- [INFORMATION PROVIDED]:
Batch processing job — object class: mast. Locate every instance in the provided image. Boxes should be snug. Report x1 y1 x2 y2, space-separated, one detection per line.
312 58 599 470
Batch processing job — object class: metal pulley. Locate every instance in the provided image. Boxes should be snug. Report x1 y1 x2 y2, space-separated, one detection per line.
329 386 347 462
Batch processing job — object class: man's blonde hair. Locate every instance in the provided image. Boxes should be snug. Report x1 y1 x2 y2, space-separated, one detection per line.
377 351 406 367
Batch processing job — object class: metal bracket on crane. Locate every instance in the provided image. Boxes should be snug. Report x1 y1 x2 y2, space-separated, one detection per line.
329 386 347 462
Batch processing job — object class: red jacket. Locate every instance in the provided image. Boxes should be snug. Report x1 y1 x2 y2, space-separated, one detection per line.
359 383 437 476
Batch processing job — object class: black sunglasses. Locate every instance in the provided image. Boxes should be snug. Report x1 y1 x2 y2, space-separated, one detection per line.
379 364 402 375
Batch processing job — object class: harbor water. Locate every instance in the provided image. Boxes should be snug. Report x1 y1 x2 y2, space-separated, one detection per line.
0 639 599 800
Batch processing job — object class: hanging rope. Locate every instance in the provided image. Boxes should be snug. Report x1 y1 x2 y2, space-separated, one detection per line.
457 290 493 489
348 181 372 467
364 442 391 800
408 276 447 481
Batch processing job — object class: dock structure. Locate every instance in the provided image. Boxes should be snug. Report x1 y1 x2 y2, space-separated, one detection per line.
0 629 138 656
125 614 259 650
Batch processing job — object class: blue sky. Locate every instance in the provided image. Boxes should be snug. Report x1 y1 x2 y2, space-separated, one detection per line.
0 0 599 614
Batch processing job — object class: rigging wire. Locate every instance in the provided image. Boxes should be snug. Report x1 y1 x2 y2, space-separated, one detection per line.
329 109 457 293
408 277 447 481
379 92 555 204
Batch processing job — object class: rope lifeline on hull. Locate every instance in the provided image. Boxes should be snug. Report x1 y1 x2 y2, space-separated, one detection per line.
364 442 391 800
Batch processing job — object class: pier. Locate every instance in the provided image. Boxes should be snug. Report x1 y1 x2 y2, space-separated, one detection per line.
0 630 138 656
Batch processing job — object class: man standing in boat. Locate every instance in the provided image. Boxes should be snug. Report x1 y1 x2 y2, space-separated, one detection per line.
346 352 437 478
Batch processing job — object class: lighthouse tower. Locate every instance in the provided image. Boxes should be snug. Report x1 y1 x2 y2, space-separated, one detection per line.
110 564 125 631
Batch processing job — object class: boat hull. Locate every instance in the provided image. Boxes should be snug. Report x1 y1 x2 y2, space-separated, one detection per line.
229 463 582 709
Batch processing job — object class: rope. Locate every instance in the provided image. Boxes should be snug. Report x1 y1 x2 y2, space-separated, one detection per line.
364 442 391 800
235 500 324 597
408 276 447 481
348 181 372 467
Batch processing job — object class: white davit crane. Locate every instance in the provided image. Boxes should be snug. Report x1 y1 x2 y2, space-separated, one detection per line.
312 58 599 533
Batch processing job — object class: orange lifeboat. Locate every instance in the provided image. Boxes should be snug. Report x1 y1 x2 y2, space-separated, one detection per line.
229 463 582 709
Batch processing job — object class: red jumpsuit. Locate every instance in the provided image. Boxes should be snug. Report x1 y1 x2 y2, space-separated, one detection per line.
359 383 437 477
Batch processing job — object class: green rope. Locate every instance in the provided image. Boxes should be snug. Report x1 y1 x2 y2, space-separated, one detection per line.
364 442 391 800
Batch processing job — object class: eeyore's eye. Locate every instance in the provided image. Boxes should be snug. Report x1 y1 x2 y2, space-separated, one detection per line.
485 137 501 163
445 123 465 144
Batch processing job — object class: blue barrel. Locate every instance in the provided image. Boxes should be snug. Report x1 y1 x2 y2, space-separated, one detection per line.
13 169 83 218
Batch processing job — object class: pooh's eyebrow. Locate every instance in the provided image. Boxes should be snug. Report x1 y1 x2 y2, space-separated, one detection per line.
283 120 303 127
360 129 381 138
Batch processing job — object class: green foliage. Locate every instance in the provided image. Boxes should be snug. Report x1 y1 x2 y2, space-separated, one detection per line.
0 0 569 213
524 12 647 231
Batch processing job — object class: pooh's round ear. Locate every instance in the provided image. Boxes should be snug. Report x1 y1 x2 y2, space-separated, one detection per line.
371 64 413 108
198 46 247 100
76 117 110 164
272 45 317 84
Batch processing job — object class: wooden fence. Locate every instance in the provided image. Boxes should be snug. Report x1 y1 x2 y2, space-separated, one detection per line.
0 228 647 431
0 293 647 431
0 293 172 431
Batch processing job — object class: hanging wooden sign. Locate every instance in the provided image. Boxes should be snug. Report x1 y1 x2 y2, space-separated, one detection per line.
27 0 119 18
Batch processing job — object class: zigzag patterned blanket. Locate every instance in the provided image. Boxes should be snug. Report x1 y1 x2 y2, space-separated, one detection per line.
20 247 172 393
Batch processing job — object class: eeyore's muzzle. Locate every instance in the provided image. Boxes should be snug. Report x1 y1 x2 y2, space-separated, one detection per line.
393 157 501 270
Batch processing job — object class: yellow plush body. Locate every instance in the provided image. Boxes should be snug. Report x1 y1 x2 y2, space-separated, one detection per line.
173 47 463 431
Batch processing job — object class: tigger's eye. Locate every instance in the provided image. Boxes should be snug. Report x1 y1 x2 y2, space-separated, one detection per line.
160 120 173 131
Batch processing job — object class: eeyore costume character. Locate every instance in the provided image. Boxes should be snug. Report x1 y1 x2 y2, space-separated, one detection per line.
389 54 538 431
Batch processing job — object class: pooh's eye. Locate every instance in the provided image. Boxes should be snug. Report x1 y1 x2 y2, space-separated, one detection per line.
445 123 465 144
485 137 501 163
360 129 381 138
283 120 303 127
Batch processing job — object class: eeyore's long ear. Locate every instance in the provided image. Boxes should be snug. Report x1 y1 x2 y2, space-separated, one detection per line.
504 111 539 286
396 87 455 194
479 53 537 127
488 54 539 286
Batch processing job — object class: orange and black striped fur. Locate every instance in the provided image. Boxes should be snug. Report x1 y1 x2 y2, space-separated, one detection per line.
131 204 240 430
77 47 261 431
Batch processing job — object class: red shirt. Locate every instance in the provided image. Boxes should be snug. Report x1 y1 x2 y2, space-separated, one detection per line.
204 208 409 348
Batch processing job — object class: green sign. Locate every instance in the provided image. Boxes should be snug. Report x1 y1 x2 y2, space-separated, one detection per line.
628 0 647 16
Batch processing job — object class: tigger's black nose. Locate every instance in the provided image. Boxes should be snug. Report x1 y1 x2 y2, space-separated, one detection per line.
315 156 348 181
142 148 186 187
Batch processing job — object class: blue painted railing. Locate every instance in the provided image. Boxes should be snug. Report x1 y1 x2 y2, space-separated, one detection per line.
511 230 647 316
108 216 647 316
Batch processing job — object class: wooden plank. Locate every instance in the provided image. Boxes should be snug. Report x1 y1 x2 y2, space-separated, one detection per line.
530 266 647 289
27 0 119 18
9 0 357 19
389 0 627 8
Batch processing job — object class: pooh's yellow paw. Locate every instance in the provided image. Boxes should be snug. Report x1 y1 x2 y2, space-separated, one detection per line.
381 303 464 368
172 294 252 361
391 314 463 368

- [WHAT TO DO]: Copy all the records above, substituting "tight" for "snug" wherever it occurs and leaving everything else unchanged.

- [RESULT]:
Batch processing job — object class: mast. Locate every instance in the provided image. Boxes should be tight. Report x1 y1 x2 y2, space-separated, one detection per line.
312 58 599 470
Batch processing job — object class: metal pulley. Locate every instance in the provided image. Boxes should be tight. Report x1 y1 x2 y2, space-separated, one detection per line.
329 386 347 462
Batch processing job — object class: man's blonde hair. Locate every instance in the provided image. Boxes should be tight. Report x1 y1 x2 y2, space-separated, one detection per line.
377 351 406 367
Batch processing job — object class: metal bracket on crane. Locate every instance in the provided image. Boxes should be tight. Report x1 y1 x2 y2, space-separated, one detection per line.
329 386 347 462
Batch processing job — object class: red jacket. Locate every instance in the provided image. Boxes should be tight. Report x1 y1 x2 y2, space-separated, one detection per line.
359 383 437 476
Batch processing job — object class: black sunglasses. Locate every instance in the provided image. Boxes should be tight. Report x1 y1 x2 y2, space-separated, one detection per line.
379 364 402 375
Batch processing job — object class: harbor water. Locate every instance in the provided image. Boxes should be tight. Report x1 y1 x2 y2, space-separated, one detection per line.
0 639 599 800
Batch processing job — object class: hanging rope. Locate every instance in the provided image. Boxes should be tight. Report x1 y1 x2 y2, space-separated, one detection per line.
457 290 493 489
348 181 372 467
364 442 391 800
408 276 447 481
Batch processing job — object class: dock structure. Locate every instance in the provided image. Boxes should be tight. Report x1 y1 x2 y2, space-separated, one detection per line.
0 629 138 656
125 614 259 650
Batch processing job — object class: blue sky. Locate every instance in the provided image. Boxes should be tight. Report x1 y1 x2 y2, space-separated, one detection per line.
0 0 599 614
Batch processing job — object class: rigging wire. Locate every instance in the provided image. Boxes should be tight. Report x1 y1 x2 y2, space-separated, one detection per line.
329 109 457 293
408 277 447 481
379 92 555 204
Batch processing job — object class: rope lifeline on hull. Locate every instance in the provided image. Boxes should be tight. Report x1 y1 x2 y2, space-separated, one detection per line.
364 442 391 800
Batch processing job — object class: pier. Locate every instance in the provided image. Boxes should be tight. Report x1 y1 x2 y2, space-separated, one detection per line.
0 630 138 656
Batch processing job — object class: man standing in boat. Locate every instance in the provided image. Boxes should be tight. Report x1 y1 x2 y2, space-separated, one detection per line.
346 352 437 478
Batch processing job — object class: lighthouse tower. Locate every instance in the provided image. Boxes should be tight. Report x1 y1 x2 y2, space-separated, one detection per line.
110 564 125 631
Batch processing job — object class: boat hull. Locate every instance in the provided image. Boxes should be tight. Report x1 y1 x2 y2, space-separated, one detection per line.
229 463 582 709
Batch processing job — object class: rope. Locate every instance in the provided image. Boxes should be tight. Report x1 y1 x2 y2, space-separated, one detection per line.
364 442 391 800
235 500 324 597
408 276 447 481
348 181 372 467
Batch processing job — object class: white davit crane. Locate every instance in the provided image. Boxes should be tight. Report x1 y1 x2 y2, space-separated, one detection per line.
312 58 599 533
Batch processing job — object class: orange lifeboat. Locate every instance in the provided image. Boxes should be tight. Report x1 y1 x2 y2, space-separated, one detection per line.
229 463 582 709
Batch processing job — object class: red jumpsuit. Locate every instance in the provided image. Boxes should be tight. Report x1 y1 x2 y2, space-separated, one detection per line.
359 383 437 477
Batch processing job — object class: green rope. Locate every instance in the provided image. Boxes should be tight. Report x1 y1 x2 y2, space-separated, one detection per line.
364 442 391 800
Batch processing job — object class: eeyore's eye. Locate every instance in the provided image. Boxes should be tight. Report x1 y1 x2 y2, space-separated, one detection per line.
485 137 501 163
445 123 465 144
Batch processing job — object class: blue barrel. Locate every instance in the provided image. Boxes should be tight. Report x1 y1 x2 y2, space-separated, one detection per line.
13 169 83 218
Batch processing job — object class: pooh's eyebrow. Locate every instance in the provided image. Boxes should be tight. Report x1 y1 x2 y2, space-separated, one detection per line.
283 120 303 127
360 129 381 138
Batch processing job — object class: green foliage. Locate every instance in the provided image. Boxes should be tight. Report x1 y1 x2 y2, space-separated, one detection per line.
0 0 569 213
524 12 647 231
Batch processing job — object class: pooh's round ear. Locate every instance in the provided image. Boxes should be tight. Report x1 y1 x2 y2, space-separated, one detection per line.
371 64 413 108
198 46 247 100
76 117 110 164
272 45 317 84
Batch processing job — object class: wooden fence. Locate every instance in the provided image. Boxes should be tight. Report x1 y1 x2 y2, space-separated, one detection per line.
0 228 647 431
0 293 647 431
0 293 172 431
Batch processing job — object class: hanging wooden sign. Locate every instance in the provided image. Boxes should be tight. Report x1 y1 x2 y2, space-separated, one detection per line.
27 0 119 18
Batch processing job — object class: zigzag patterned blanket. Locate every instance in the provided image. Boxes should be tight. Report x1 y1 x2 y2, space-separated, one detection per line.
20 247 172 393
Batch processing job — object class: eeyore's muzzle. Locate every instance in the provided image. Boxes should be tight. Report x1 y1 x2 y2, space-separated, one detection per line.
393 157 501 270
Batch processing job — object class: yellow plush body. Locate every instance in the provided image. Boxes should be tight. Report x1 y1 x2 y2, space-separated, one detection per line.
173 47 463 431
Batch processing job — object class: tigger's eye. Locate every instance in the provided image. Boxes should be tight. Report x1 y1 x2 y2, space-separated, one detection per line.
160 120 173 131
Batch processing job — object class: eeyore costume character. Locate every instance in the provided image. Boxes should be tight. Report x1 y1 x2 y2, space-separated, one detection per line.
389 54 538 431
Batch processing job — object class: pooh's eye. Locate every instance in the provided image. Boxes should be tight. Report x1 y1 x2 y2, space-separated, one detection per line.
445 123 465 144
485 137 501 163
360 129 381 138
283 120 303 127
Batch processing job — object class: eeyore's long ear. Locate every instance in the provided image. Boxes should be tight. Report x1 y1 x2 y2, space-separated, one detection per line.
504 111 539 286
396 87 455 194
479 53 537 127
488 54 539 286
Batch processing job — object class: orange and black striped fur. Locate every instance in the provided image. Boxes should be tight. Report x1 y1 x2 y2, space-separated, one detection per line.
131 204 240 430
77 47 261 431
Batch processing job — object class: red shirt. Locate every instance in the provided image. Boxes should be tight. Report x1 y1 x2 y2, space-separated, one detection per line.
204 208 409 348
Batch processing job — object class: green sign. Locate every instance in the provided image. Boxes should be tight. Report x1 y1 x2 y2, space-separated, one detection per line.
628 0 647 16
Batch processing job — object class: tigger's black nose. Locate every instance in the provided image. Boxes should be tight. Report x1 y1 x2 y2, space-separated, one detection per line.
315 156 348 181
142 148 186 187
Batch processing job — object class: blue painted railing. Locate every instance in the provided image. Boxes should be tight. Report x1 y1 x2 y2, space-separated, one detection per line.
511 230 647 316
108 216 647 316
Batch processing job — object class: wooden plank. Locate every instance in the provided image. Boxes should be tight. Report x1 y1 x2 y2, space-separated, one detection per line.
530 266 647 289
27 0 119 18
9 0 357 19
389 0 627 8
Batch processing job — object class: pooh's yellow paw. Locate every instance in the provided image. Boxes should be tight. Report x1 y1 x2 y2, space-separated, one detection per line.
381 303 464 368
172 294 252 361
391 314 463 368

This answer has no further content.